Extract to read:
---
For Sarah Theresa Gonzales of Bronx, N.Y., her cousin's death last year from lung cancer was a wake-up call.
"I was fearful that I was going to get cancer," Gonzales, 55, said. "I think it was this anxiety that got to me. I just grabbed my cigarettes, grabbed my lighter, grabbed everything and dumped it down the incinerator."
Gonzales had smoked for 31 years. She decided to quit June 15, after logging on to the "cold turkey" quitting-forum-cum-support-group WhyQuit.com. She has not taken a puff since.
In the past decade, the fear of cancer has driven Gonzales and millions of other Americans to kick the smoking habit -- a fact that some doctors say could be a major contributor to an overall down-tick in cancer incidence reported today in the Journal of the National Cancer Institute.
Looking at the 15 most common cancers found in men and women, researchers found that the overall cancer rate has dropped 0.8 percent per year from 1999 to 2005.
Never before in the history of the annual study -- a collaboration between the American Cancer Society, the Centers for Disease Control and Prevention, the National Cancer Institute and the North American Association of Central Cancer Registries -- has the number of cancer cases in the United States decreased.
Cancer experts agreed that the drop is good news. "The decline in both incidence and mortality together is exceptional, and has not been seen in the previous years that the report has been published," said Dr. Len Lichtenfeld, deputy chief medical officer for the national office of the American Cancer Society.
"For the most part, it is a good news story in that much of the decline can be attributed to things we have done, such as stopping smoking [for men] and getting screened for colorectal cancer."
But the study does not provide all the answers as to why the downturn may have occurred. And it remains uncertain whether the lower cancer incidence rate will be sustained in years to come.
---
Recorded data:
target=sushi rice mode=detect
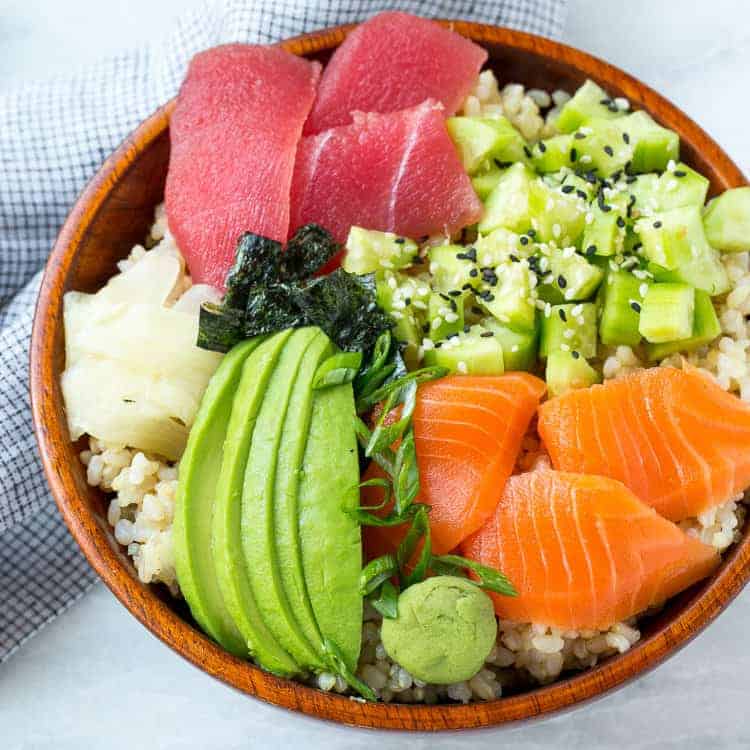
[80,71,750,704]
---
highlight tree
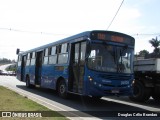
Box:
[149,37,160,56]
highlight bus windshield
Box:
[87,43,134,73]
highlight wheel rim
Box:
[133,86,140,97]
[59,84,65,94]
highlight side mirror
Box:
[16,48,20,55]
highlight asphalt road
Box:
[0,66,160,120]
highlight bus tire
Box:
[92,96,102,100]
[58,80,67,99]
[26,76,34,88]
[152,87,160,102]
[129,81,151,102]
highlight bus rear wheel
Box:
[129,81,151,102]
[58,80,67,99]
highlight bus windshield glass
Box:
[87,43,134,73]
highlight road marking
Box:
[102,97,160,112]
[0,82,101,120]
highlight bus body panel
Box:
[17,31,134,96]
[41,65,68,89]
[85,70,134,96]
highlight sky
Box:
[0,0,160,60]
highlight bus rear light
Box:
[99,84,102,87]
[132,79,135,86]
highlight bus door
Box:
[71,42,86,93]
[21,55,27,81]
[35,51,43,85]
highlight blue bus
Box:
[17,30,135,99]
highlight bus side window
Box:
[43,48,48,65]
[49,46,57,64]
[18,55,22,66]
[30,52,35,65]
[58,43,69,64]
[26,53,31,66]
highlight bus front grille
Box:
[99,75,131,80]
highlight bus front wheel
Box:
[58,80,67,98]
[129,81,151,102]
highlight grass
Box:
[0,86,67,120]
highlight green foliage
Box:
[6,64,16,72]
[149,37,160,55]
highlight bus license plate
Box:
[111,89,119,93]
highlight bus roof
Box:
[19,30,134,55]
---
To do:
1 > According to the cancer article, by how much did the overall cancer rate drop each year from 1999 to 2005?
2 > Repeat everything in the cancer article from "Gonzales had smoked" down to "a puff since.".
3 > Carry on the cancer article after its last sentence.
The rows have nothing to do with the cancer article.

Replies:
1 > It dropped 0.8 percent per year.

2 >
Gonzales had smoked for 31 years. She decided to quit June 15, after logging on to the "cold turkey" quitting-forum-cum-support-group WhyQuit.com. She has not taken a puff since.

3 >
The overall decline is mostly a function of drops in some of the most prevalent cancers. Among men, for example, lung, colorectal and prostate cancers all showed declines. Rates of breast and colorectal cancer in women also decreased.
But even among those cancers, the declines are likely less a function of one particular factor and are due more to a combination of changes in behavior and screening.
Still, noted ABC News medical editor Dr. Tim Johnson, smoking cessation likely played a yeoman's role in the downturn, particularly because it is implicated not only in lung cancer but in other cancers too.
"The most significant thing to talk about now is for people to stop smoking," he said. "There's nothing that comes close to it in terms of direct impact on cancer rates."
Dr. John Spangler, director of tobacco-intervention programs and a professor of family medicine at Wake Forest University School of Medicine in Winston-Salem, N.C., agreed. "Many of the cancers that reported declines are smoking-related, such as lung, breast and prostate cancers. So I think this is a remarkable statement on the progress of tobacco control we have made nationally."
But there is still progress to be made on the smoking front. Indeed, Gonzales' story is not one that is generally reflected in U.S. women as a group; the rates of lung cancer in women have continued to rise, even in this latest report.